* begin DATA SUPPLIED *

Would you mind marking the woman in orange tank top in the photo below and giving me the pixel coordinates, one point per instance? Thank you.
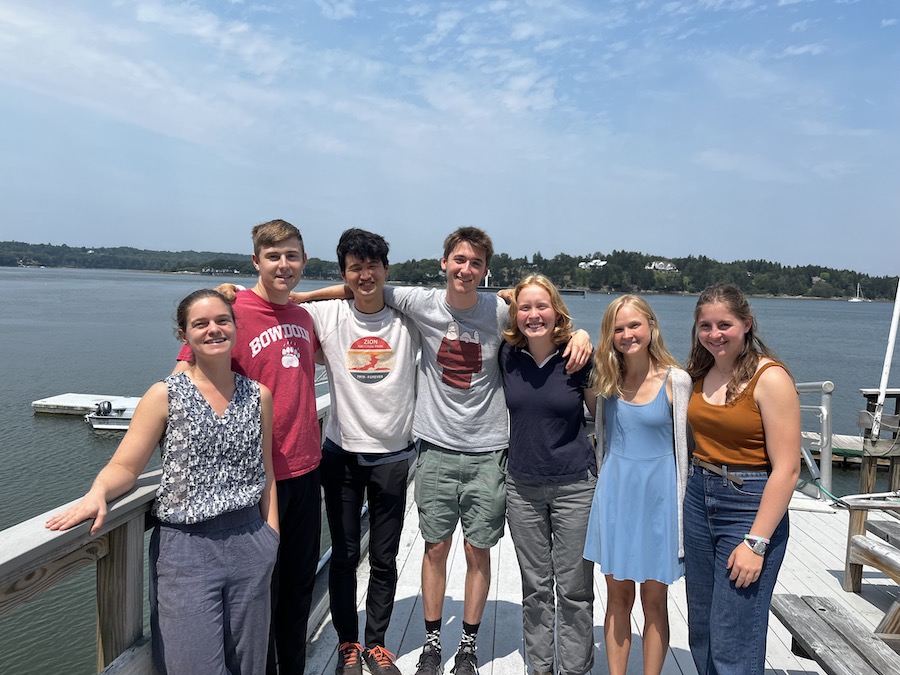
(745, 417)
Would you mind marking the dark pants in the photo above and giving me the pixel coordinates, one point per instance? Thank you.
(300, 514)
(727, 626)
(345, 484)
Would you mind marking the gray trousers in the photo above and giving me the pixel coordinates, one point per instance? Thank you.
(210, 600)
(548, 523)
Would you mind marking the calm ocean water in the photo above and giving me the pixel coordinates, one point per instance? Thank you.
(111, 332)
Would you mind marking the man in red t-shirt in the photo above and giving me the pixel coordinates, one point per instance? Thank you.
(275, 345)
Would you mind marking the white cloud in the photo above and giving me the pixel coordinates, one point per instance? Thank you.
(750, 167)
(803, 50)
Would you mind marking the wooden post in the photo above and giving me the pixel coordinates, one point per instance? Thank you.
(120, 591)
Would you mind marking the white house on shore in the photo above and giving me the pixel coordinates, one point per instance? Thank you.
(588, 264)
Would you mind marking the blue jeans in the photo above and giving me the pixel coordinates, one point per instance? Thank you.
(727, 625)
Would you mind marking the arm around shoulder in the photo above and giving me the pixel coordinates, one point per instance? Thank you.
(268, 503)
(129, 460)
(336, 292)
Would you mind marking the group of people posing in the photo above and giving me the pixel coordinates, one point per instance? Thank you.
(691, 475)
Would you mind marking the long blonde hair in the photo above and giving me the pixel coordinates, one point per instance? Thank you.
(609, 364)
(562, 331)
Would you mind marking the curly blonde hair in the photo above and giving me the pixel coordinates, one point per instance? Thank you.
(700, 360)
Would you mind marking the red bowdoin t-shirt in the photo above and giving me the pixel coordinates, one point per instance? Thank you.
(275, 346)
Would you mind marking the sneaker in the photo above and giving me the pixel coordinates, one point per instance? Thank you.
(348, 659)
(429, 662)
(379, 661)
(465, 663)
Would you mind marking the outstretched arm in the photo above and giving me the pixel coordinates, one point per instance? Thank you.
(578, 351)
(129, 460)
(337, 292)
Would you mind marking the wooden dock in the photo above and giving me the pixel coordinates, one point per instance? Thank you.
(74, 404)
(814, 565)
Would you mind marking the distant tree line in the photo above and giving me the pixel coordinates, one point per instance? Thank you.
(619, 271)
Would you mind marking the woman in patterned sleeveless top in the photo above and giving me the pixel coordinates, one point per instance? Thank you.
(744, 414)
(212, 553)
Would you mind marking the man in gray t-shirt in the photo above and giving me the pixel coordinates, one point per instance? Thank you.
(462, 426)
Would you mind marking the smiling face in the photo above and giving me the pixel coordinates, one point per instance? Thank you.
(535, 316)
(719, 331)
(280, 267)
(631, 331)
(365, 277)
(209, 327)
(465, 267)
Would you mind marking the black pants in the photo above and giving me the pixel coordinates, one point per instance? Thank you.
(300, 516)
(345, 484)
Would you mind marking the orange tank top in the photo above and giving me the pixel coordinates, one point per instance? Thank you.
(730, 434)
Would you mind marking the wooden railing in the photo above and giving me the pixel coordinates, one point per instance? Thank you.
(33, 559)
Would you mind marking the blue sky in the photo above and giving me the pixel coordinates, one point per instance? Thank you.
(734, 129)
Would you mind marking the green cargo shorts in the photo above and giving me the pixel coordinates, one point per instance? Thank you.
(461, 486)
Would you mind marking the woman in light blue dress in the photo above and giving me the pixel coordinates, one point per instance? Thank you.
(635, 525)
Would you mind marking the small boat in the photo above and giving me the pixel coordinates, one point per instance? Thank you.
(859, 297)
(114, 414)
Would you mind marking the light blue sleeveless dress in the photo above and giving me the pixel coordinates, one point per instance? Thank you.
(633, 525)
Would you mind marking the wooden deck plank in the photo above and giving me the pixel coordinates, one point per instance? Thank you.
(813, 566)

* end DATA SUPPLIED *

**WORK TO BE COMPLETED**: Can you convert all of the items above into a JSON list of strings, with one string per line, skipping blank lines and leaving out the pictures?

**RESULT OF THIS EXERCISE**:
[
  "Would you mind marking the woman in orange tank top in the photo below and giving me the pixel coordinates, one point per instance? Thank you.",
  "(745, 417)",
  "Would you mind marking the dark pants in the photo above and giving me the pixel coordinates, one point per instance? Thank you.",
  "(300, 514)",
  "(727, 626)",
  "(345, 484)",
  "Would you mind marking the gray trousers in the photo above and giving me the pixel coordinates, one point per instance? Thank you.",
  "(210, 600)",
  "(548, 523)",
  "Would you mind marking the calm ocean water in the photo above and giving me the pixel coordinates, one point per instance? Thank you.",
  "(111, 332)",
  "Would you mind marking the man in red t-shirt in the photo above and giving me the pixel coordinates, one point per instance? Thank you.",
  "(275, 345)",
  "Would you mind marking the white cloud in the photo above and giving me the pixel coordinates, one point per instance? Thank you.",
  "(750, 167)",
  "(803, 50)",
  "Would you mind marking the wooden post in the photo above and giving me the pixel coordinates, one point per instance? Thank you.",
  "(120, 591)",
  "Would you mind marking the white house on shore in the photo above and giving me the pixel coordinates, one point per instance? Thank you.",
  "(588, 264)",
  "Would you mind marking the blue jeans in the photo above and giving me the pixel coordinates, one point per instance? Thank you.",
  "(727, 625)",
  "Would you mind marking the arm around shoulder in the photo above and giving me the pixel coordinates, one point per instance? Thank you.",
  "(268, 503)",
  "(129, 460)",
  "(336, 292)",
  "Would you mind marking the group of people posing in the photo above and giving me the pixel coordinates, one point per instance? Thank you.",
  "(691, 475)",
  "Would you mind marking the long blonde hair in the photo above and giving me the pixel coordinates, one point per instance? Thank you.",
  "(609, 364)",
  "(562, 331)",
  "Would you mind marking the curly blonde hair in the photo above and giving me the pixel coordinates, one point per instance? Thank you.",
  "(700, 360)",
  "Would you mind marking the red bowdoin t-shirt in the photo above and giving me the pixel coordinates, one point per instance? Thank you.",
  "(275, 346)",
  "Would you mind marking the sneaker in the photo above and giving me the pixel coordinates, one point per instance? Thank you.",
  "(348, 659)",
  "(429, 662)",
  "(379, 661)",
  "(465, 663)",
  "Would you mind marking the outstretched arm in the photo above and giving me the pixel coordinates, one point per instance? Thank you.",
  "(578, 351)",
  "(129, 460)",
  "(337, 292)",
  "Would you mind marking the wooden dock in the photo above and giving me the pixel coordinates, one point per instance? Thank you.",
  "(74, 404)",
  "(814, 565)",
  "Would you mind marking the distant tree line in the photo above and giving me the pixel coordinates, one point per instance? Thank you.",
  "(619, 271)",
  "Would you mind marking the woman in patterned sleeveless top in the photo above and giving me the pixel coordinates, one point per instance? Thank you.",
  "(744, 414)",
  "(212, 553)",
  "Would you mind marking the man in gray t-shirt in the photo above and giving me the pixel coordinates, one point per instance? Thank you.",
  "(462, 426)",
  "Would you mind marking the smiling face in the photo above and giving me the pixel coordinates, one point per instance? Thank you.",
  "(535, 316)",
  "(719, 331)",
  "(280, 267)",
  "(631, 331)",
  "(365, 277)",
  "(209, 327)",
  "(465, 267)",
  "Would you mind marking the black pants in the photo above and giving me the pixel coordinates, one point per instance? Thank you.",
  "(300, 516)",
  "(345, 484)",
  "Would you mind marking the orange tank top in the photo above and giving me the pixel coordinates, one point per instance? Thank you.",
  "(730, 434)",
  "Would you mind marking the wooden railing in the photo above and giving me the pixel coordinates, one point per instance? Thank you.",
  "(33, 559)",
  "Would you mind marking the blue sky in the photo above and giving me the pixel coordinates, one point per instance? Thank you.",
  "(734, 129)",
  "Would you mind marking the green cargo shorts in the photo above and giving me the pixel coordinates, one point per instance? Thank you.",
  "(461, 486)",
  "Would you mind marking the woman in light blue dress in the photo above and giving me the pixel coordinates, one point per instance? Thank you.",
  "(635, 525)",
  "Would you mind marking the small boat in the photo above and giving me the pixel coordinates, one point per instance? Thank you.",
  "(859, 297)",
  "(114, 414)",
  "Would you mind marking the light blue sleeveless dress in the photo above and giving me the pixel coordinates, one point per instance? Thank you.",
  "(633, 525)",
  "Would you mind marking the wooden deck plank in the photo above and giving me the pixel coordinates, one point per instance? Thank you.",
  "(813, 566)"
]